» Set problem 1:
From the article on idea management, pull out word for word the passage that starts with the words containing "We’ve previously written" and ends with "- What is idea management?".
» Set problem 2:
Write the next part of the idea management article, picking up right after its final sentence.

As we’re in the business of helping our customers with both idea and innovation management, we get to discuss these topics quite extensively.
Many people see these topics as quite fuzzy and some even use the two terms interchangeably. This does at times lead to practical challenges for organizations that are looking to make more innovation happen.
As more than 80% of executives consider innovation to be very important for the future of their organization, both idea and innovation management are clearly crucial concepts for the long-term success of any organization.
We’ve previously written quite an extensive article on innovation management and are now looking to add to it with an equally thorough – yet practical – explanation of idea management.
Once you’ve read this post, you should have a clear overview of the topic and new insights on how to improve your idea management and innovation performance in practice.
Table of contents
- What is idea management?
- Why is idea management important?
- Idea management strategy
- Idea management processes
- Measuring idea management: which KPIs should you use?
- Idea management in practice
- Wrapping up
What is idea management?
In essence, idea management can be defined as systematically managing the process of collecting and developing ideas and insights to get the most out of them.
In practice, we typically consider idea management to be formed of four distinct but overlapping areas: Strategy, Processes, Tools & Methods, as well as Culture.

» Given records:
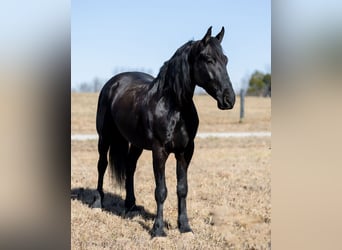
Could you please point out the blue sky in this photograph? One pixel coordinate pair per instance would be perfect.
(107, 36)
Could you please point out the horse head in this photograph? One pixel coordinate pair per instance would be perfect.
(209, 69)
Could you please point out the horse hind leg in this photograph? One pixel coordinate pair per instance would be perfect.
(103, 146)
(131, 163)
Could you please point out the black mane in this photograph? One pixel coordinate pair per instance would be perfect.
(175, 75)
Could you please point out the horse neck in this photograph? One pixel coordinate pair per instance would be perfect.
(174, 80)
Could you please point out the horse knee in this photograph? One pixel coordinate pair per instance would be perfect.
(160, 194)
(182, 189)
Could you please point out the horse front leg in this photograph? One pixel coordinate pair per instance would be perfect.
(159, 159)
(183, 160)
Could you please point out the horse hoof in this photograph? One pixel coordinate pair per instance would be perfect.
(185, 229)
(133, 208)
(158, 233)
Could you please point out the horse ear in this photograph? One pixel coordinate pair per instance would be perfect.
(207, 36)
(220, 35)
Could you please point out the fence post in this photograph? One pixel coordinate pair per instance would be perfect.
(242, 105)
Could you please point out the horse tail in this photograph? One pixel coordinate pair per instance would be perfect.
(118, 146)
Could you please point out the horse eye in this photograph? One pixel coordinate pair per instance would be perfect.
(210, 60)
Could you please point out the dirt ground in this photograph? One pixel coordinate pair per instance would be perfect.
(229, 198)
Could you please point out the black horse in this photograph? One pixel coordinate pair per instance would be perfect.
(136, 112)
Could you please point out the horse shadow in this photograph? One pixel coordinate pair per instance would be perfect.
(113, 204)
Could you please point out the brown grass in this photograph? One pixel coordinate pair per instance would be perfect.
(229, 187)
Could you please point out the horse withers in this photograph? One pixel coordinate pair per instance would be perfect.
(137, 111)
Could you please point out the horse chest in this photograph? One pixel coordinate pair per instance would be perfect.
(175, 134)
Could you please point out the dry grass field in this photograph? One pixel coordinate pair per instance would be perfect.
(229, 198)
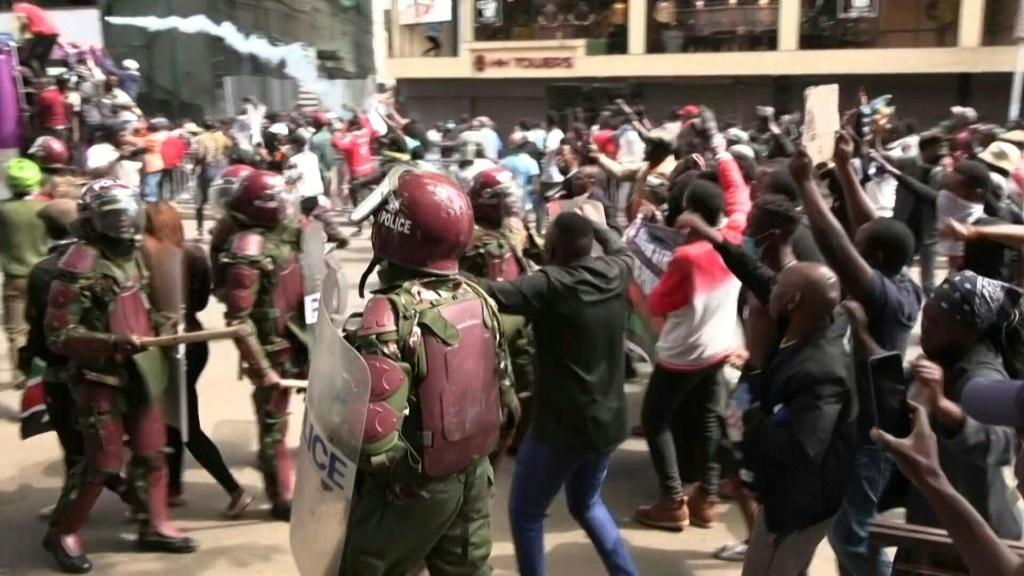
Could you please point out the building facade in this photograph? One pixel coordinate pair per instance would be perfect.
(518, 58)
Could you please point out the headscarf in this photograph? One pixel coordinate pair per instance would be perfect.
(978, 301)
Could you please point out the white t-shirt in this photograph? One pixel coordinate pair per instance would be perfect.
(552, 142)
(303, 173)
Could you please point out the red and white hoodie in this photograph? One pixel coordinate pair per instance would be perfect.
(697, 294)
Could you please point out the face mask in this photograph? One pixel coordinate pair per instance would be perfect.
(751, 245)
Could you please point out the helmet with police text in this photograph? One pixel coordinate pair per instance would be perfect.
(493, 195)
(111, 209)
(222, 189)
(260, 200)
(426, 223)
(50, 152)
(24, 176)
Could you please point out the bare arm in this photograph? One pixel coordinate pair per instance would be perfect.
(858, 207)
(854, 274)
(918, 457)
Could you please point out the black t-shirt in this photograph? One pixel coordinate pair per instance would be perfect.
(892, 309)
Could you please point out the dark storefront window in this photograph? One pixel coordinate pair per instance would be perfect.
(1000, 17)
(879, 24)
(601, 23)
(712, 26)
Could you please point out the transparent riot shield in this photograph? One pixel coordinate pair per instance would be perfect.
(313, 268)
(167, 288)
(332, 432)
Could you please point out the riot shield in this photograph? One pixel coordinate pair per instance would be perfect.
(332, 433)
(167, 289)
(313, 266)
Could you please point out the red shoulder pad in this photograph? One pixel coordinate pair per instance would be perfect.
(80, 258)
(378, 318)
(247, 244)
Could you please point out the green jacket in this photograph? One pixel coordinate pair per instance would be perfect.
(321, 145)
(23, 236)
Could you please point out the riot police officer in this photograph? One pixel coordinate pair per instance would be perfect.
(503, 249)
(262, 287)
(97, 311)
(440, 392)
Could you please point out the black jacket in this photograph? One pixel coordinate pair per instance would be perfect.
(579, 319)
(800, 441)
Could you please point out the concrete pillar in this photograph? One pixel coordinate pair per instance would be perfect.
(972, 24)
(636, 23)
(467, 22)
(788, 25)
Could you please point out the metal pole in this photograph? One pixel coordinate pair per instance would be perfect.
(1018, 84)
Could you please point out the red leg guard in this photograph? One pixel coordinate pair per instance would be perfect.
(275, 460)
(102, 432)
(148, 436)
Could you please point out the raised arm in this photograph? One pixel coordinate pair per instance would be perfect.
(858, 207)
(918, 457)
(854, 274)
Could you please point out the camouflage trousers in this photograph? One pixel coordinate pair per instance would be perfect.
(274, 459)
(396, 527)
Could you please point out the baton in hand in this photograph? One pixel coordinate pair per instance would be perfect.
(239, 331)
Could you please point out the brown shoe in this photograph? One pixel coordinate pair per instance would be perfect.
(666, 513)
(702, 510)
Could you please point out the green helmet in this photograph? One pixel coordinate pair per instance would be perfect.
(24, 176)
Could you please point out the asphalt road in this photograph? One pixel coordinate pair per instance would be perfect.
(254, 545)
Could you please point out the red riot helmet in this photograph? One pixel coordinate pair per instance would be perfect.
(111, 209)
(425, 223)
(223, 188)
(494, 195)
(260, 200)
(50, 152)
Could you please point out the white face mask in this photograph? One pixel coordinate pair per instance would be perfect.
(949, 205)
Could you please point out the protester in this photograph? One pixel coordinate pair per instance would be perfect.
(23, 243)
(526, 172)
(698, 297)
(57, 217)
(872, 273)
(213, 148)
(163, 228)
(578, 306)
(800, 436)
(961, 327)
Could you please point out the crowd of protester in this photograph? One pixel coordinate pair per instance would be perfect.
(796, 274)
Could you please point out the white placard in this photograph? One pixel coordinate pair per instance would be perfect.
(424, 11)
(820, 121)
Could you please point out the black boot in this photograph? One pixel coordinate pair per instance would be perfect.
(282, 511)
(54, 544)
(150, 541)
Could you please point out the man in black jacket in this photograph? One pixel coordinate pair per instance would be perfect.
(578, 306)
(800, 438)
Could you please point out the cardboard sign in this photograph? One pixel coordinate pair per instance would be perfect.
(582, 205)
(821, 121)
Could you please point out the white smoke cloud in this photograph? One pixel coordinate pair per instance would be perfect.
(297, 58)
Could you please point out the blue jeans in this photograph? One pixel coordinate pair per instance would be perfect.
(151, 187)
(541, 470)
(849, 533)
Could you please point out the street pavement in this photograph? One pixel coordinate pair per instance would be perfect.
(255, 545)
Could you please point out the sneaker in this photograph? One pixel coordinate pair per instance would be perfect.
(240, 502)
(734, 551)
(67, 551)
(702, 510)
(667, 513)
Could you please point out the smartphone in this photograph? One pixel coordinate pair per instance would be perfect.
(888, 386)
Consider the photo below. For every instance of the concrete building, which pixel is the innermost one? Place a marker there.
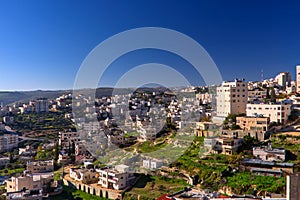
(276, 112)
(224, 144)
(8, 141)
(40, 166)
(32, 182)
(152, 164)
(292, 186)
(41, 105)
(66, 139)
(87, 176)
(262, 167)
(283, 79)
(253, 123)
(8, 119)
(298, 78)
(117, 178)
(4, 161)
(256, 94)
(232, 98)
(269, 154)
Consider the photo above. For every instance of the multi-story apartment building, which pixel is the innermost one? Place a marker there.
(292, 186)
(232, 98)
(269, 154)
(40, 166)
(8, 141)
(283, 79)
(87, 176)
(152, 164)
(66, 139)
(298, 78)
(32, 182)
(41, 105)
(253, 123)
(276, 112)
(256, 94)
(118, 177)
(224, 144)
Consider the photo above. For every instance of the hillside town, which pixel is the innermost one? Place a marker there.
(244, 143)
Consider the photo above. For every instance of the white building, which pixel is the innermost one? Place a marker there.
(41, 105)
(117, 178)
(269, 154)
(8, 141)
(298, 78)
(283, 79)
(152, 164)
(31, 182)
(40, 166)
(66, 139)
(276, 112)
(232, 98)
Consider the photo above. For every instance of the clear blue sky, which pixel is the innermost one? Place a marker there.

» Right answer 1:
We’ve previously written quite an extensive article on innovation management and are now looking to add to it with an equally thorough – yet practical – explanation of idea management.
Once you’ve read this post, you should have a clear overview of the topic and new insights on how to improve your idea management and innovation performance in practice.
Table of contents
- What is idea management?

» Right answer 2:
To succeed in idea management, an organization has to consider and address all of these areas in a way that is aligned with the goals and capabilities of the organization.
Each of these areas will be discussed later on. However, let’s first take a look at where idea management lies in the bigger picture of innovation management.
The difference between innovation management and idea management
As we’ve previously explained, innovation management refers to the systematic management of introducing anything new for the organization. As such, it’s a vast field encompassing a wide variety of activities.
Idea management is simply one of those activities. If we look at a map of innovation management activities in the image below (which is illustrative, but not necessarily complete), we can see that idea management is one of the core activities there.
While idea management is an important part of the puzzle at the heart of innovation management, it will take much more to succeed in innovation than just doing idea management well. For more on these aspects, you can take a look at our guide on innovation management.
Let’s now shift our focus on better understanding the role of idea management in practice.
Why is idea management important?
Every innovation starts from an idea, so without them, there won’t be innovation.
What’s more, the statistics indicate that most organizations fail in the majority of their innovation attempts.
So, for an organization to increase the probability of succeeding in innovation, it simply makes sense to try to collect, manage and develop a large number of different ideas.
However, most organizations are only able to implement a small percentage of the ideas they have, so they should naturally also seek to improve their capability to turn those ideas into something useful.
These challenges are usually a result of a number of practical challenges in the organization:
- The ideators being far removed from the decision-makers
- the ideators being bad at selling their ideas
- the pitched ideas being bad, even though they would address a real and important challenge
- decision-makers simply having other priorities
- no resources being available for implementation of the ideas
Many of these challenges are often quite straightforward to solve by simply taking a systematic approach to addressing them.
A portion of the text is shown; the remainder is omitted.